* Begin DATASET RECORDS *

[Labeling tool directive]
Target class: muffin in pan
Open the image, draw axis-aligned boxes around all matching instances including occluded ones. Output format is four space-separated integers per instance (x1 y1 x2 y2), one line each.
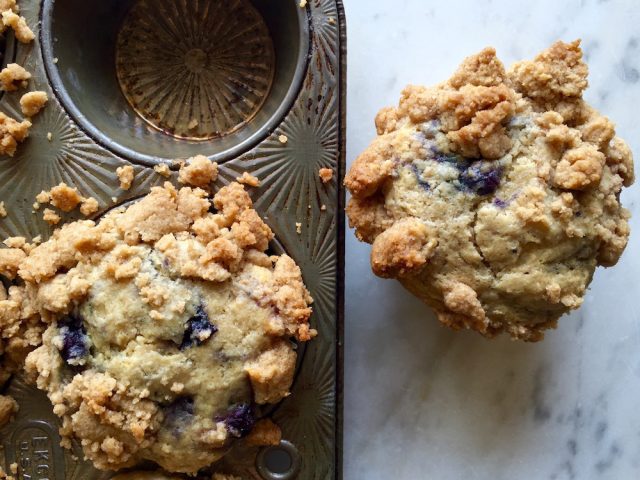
345 41 634 341
3 183 315 473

* End DATASET RECORDS *

**WHAT THE TASK REQUIRES**
Copy every line of the entries above word for word, leaving out the pictures.

**RESULT FOR THIS EXERCISE**
[Labeling tool directive]
Target class: muffin in pan
Open the image, draw axis-aligned boxes around all matching instances including occluded ones. Output format is four space-separated integers per instance (x1 y1 x2 y2), one line each.
345 41 634 341
3 183 315 473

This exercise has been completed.